__The problem__: Collect every line of the material below that contains the string "strap" and copy each such line in full.

┄┄┄┄┄┄┄┄┄┄

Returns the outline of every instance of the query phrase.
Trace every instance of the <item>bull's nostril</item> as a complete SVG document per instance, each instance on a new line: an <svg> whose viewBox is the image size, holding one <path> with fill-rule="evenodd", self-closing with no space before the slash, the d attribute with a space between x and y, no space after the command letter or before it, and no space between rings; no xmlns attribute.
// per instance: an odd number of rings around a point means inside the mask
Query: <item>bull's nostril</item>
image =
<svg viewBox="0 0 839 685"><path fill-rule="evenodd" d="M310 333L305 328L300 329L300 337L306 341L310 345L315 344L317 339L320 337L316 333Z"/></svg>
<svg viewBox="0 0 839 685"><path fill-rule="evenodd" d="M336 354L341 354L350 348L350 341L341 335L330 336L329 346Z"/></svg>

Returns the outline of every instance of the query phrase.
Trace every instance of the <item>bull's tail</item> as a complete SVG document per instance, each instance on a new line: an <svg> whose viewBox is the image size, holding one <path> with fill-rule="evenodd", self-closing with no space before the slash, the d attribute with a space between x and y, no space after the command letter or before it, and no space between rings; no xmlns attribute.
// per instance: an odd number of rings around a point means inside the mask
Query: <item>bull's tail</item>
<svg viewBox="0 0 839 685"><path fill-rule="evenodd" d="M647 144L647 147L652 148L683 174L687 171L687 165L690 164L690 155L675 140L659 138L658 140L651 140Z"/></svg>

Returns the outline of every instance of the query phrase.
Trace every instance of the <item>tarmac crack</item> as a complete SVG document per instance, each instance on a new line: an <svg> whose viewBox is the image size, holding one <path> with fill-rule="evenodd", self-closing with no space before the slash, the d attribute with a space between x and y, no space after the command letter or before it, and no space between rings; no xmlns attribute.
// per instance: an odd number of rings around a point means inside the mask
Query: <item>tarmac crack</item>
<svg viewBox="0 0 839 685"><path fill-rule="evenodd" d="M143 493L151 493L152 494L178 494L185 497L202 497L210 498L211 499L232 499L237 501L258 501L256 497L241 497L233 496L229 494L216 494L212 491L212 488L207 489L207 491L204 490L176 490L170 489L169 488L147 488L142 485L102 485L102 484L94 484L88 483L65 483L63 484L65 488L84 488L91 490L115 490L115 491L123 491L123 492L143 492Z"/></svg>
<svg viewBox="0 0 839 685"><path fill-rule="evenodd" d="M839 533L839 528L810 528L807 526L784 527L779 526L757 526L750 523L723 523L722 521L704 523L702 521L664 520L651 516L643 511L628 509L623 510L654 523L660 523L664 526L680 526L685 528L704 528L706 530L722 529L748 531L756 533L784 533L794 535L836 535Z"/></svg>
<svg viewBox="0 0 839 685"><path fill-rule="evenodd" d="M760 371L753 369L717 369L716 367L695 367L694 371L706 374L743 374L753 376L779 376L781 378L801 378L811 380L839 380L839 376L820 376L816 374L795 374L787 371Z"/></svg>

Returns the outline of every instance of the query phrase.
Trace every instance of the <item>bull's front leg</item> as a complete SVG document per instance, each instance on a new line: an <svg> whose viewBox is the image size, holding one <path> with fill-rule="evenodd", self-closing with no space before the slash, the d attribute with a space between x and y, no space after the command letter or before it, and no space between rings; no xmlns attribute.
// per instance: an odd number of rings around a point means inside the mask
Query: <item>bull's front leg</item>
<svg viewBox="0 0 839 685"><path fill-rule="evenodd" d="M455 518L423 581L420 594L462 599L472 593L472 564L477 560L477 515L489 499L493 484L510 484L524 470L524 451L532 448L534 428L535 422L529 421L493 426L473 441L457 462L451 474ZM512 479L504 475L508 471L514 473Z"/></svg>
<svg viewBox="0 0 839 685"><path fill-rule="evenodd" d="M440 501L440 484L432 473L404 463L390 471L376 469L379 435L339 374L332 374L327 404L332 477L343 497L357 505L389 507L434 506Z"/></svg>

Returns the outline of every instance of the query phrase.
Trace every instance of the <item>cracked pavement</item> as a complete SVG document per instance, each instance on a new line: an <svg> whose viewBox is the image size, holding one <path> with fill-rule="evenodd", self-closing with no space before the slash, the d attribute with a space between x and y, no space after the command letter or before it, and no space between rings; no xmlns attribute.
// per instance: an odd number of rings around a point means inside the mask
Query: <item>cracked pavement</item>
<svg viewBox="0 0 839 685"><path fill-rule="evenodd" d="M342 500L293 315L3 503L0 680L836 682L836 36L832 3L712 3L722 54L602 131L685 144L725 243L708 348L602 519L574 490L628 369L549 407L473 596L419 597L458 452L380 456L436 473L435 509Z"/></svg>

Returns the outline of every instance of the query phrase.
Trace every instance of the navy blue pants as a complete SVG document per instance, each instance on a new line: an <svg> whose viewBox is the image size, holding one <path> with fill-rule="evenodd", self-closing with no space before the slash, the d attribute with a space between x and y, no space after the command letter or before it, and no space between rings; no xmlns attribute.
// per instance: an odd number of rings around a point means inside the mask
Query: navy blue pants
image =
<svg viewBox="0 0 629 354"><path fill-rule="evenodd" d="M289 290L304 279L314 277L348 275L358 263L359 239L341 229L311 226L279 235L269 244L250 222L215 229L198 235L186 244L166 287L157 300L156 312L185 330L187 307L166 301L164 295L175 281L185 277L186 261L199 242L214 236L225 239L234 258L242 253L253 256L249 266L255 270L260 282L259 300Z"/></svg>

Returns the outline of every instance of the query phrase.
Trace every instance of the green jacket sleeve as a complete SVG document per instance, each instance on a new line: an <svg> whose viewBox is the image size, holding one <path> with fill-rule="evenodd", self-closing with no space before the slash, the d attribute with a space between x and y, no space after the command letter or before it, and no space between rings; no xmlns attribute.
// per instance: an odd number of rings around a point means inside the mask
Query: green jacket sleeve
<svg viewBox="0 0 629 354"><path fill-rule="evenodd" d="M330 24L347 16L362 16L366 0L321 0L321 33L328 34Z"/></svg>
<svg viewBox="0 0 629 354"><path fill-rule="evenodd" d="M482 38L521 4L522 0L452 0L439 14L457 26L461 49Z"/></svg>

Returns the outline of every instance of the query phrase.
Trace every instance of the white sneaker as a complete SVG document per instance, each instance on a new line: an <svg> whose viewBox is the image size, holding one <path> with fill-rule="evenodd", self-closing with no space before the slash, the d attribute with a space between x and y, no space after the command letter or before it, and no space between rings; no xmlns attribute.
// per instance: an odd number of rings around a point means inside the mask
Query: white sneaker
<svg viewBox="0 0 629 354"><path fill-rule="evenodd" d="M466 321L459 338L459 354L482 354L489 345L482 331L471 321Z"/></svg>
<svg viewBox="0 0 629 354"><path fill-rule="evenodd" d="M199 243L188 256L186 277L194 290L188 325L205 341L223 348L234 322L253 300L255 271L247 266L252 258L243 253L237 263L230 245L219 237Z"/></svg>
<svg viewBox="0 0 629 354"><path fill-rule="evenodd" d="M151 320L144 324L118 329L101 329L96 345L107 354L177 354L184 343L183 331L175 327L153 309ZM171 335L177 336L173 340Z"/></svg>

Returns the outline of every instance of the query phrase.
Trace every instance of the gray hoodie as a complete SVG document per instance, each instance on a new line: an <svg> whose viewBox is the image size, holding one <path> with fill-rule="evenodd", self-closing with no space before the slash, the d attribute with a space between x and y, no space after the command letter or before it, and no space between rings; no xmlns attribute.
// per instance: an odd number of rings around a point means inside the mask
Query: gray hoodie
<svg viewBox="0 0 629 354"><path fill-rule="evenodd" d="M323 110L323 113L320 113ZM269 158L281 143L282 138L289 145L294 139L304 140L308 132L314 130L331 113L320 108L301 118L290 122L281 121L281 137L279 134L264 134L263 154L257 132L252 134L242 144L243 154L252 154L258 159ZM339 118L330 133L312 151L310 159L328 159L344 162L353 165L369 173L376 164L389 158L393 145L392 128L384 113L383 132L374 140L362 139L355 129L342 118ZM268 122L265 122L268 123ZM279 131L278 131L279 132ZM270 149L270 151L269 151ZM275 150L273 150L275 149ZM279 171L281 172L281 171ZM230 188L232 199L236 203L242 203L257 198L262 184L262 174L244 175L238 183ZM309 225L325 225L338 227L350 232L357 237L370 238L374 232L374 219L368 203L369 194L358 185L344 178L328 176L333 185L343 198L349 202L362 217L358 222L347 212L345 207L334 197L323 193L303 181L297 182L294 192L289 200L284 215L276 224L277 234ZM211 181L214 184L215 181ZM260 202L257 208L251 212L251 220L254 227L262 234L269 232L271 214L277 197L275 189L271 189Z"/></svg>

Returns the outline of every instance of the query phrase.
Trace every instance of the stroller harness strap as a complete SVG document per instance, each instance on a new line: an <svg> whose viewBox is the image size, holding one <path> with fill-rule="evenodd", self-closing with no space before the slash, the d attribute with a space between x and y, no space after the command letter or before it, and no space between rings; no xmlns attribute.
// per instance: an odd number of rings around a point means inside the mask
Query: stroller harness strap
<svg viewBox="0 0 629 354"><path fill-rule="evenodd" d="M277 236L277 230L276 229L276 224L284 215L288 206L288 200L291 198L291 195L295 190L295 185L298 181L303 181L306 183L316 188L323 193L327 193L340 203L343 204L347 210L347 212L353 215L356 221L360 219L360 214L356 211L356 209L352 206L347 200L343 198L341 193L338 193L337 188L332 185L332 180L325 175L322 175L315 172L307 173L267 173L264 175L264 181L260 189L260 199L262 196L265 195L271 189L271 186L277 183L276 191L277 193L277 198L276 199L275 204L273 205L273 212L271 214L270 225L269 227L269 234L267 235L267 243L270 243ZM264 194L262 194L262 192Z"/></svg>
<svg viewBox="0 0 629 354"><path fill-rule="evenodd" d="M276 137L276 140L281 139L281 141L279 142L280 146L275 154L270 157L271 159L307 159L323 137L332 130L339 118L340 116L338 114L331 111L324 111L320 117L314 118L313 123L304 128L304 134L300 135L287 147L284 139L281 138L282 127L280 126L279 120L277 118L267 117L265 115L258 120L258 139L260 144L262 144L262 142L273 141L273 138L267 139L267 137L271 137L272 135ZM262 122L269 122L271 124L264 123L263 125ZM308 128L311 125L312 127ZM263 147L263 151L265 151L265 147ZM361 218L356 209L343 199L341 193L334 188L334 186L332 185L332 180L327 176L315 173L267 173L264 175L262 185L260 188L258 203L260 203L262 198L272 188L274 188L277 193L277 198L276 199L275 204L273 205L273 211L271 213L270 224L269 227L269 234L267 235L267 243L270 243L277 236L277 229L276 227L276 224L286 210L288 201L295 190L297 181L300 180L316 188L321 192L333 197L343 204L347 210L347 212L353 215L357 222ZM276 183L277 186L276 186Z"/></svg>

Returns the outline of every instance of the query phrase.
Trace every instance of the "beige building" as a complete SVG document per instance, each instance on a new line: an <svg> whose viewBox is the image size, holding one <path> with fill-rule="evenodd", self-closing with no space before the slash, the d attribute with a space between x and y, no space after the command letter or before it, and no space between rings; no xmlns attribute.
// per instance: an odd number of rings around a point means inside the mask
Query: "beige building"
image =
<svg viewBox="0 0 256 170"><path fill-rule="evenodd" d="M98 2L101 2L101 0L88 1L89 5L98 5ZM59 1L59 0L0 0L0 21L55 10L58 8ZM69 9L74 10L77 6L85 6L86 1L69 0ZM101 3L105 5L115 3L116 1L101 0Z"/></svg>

┄┄┄┄┄┄┄┄┄┄

__The result__:
Trace every instance of the stroller harness strap as a complete SVG document per instance, each instance on a new line: an <svg> whose viewBox is the image size, holding one <path> with fill-rule="evenodd", self-closing with no space before the slash, the d attribute with a space between x and y, no space after the command letter or before it, and no space between rings; no xmlns attribute.
Query: stroller harness strap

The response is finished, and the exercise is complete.